**Your task**
In full and without change, retype the records.

**Supplied material**

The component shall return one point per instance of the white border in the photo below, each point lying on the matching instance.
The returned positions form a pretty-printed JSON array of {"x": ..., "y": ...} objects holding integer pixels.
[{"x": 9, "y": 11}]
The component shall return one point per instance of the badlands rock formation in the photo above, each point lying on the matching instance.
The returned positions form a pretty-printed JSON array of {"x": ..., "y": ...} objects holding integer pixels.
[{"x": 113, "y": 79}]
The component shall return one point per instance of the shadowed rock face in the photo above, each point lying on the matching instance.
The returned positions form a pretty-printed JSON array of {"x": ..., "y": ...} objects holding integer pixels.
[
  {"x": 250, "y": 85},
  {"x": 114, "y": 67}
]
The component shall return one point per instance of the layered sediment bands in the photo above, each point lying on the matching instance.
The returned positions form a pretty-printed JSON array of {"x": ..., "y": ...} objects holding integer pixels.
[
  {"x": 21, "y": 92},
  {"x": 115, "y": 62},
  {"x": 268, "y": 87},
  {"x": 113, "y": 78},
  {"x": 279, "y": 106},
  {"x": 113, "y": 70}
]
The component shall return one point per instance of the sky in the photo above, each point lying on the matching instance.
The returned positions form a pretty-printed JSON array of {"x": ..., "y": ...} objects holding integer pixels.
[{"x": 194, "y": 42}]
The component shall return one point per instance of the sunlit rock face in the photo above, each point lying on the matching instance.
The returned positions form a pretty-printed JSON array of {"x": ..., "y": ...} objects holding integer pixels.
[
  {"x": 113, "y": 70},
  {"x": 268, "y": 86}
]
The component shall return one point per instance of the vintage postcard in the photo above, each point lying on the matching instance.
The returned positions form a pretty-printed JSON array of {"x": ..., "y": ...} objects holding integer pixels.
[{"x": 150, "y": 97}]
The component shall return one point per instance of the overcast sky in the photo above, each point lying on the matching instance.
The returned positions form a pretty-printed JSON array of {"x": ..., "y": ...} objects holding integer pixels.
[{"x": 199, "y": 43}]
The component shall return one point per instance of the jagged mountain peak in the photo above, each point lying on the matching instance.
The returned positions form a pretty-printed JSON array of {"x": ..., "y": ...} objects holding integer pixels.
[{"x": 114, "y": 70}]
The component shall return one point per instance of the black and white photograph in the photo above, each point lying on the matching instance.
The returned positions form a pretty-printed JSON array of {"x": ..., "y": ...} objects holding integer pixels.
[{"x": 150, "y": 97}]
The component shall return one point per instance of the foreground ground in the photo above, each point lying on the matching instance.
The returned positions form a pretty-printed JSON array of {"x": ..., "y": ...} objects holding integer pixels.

**Response to this exercise**
The component shall return one point per instance of the white border in the photo below, each point lying on the matching instance.
The returned positions form a pretty-printed JSON array of {"x": ..., "y": ...} objects holding integer pixels.
[{"x": 9, "y": 11}]
The component shall return one point per instance of the badlands rock formation in the photo above, each point lying on the matching instance.
The returned positions form a pretty-printed JSON array of {"x": ..., "y": ...} objects holding integer pixels.
[{"x": 113, "y": 79}]
The component shall return one point per instance of the shadowed rock face in the photo above, each point lying on the matching instance.
The returned positions form a pretty-printed JSON array of {"x": ..., "y": ...} objects holding integer pixels.
[
  {"x": 250, "y": 85},
  {"x": 114, "y": 67}
]
The component shall return one point per instance of the layered sediment bands in the photo above, each point lying on the matching instance.
The returned positions form a pretty-printed JSON array of {"x": ..., "y": ...} objects holding integer pixels.
[
  {"x": 21, "y": 92},
  {"x": 115, "y": 62},
  {"x": 268, "y": 87},
  {"x": 113, "y": 78},
  {"x": 279, "y": 106},
  {"x": 113, "y": 70}
]
The component shall return one point per instance of the sky in the photo above, each point lying on the matching instance.
The returned positions form a pretty-printed JSON array of {"x": ..., "y": ...} objects holding integer pixels.
[{"x": 194, "y": 42}]
The component shall return one point per instance of the sunlit rock face in the photo above, each point lying on the matching instance.
The returned positions form a pretty-printed JSON array of {"x": ..., "y": ...} objects holding integer pixels.
[
  {"x": 113, "y": 70},
  {"x": 268, "y": 86}
]
The component shall return one point per instance of the vintage postcard in the photo above, each point lying on the matching instance.
The returned positions form a pretty-printed JSON array of {"x": ..., "y": ...} objects holding integer pixels.
[{"x": 150, "y": 97}]
The component shall return one point per instance of the overcast sky in the photo above, each point lying on the matching instance.
The returned positions form a pretty-printed JSON array of {"x": ..., "y": ...} objects holding integer pixels.
[{"x": 199, "y": 43}]
The component shall return one point per instance of the jagged mountain peak in the photo above, each point lying on the matching instance.
The returned positions form a pretty-printed JSON array of {"x": ..., "y": ...} objects holding integer pixels.
[{"x": 114, "y": 70}]
The component shall return one point per instance of the black and white photograph in the photo above, each point lying on the matching instance.
The returned positions form a pretty-printed JSON array of {"x": ..., "y": ...} objects holding integer pixels.
[{"x": 150, "y": 97}]
The component shall return one point per instance of the foreground ground in the photo above, each point lying on the matching instance.
The returned positions form a pretty-printed JSON array of {"x": ..., "y": ...} objects holding integer pixels.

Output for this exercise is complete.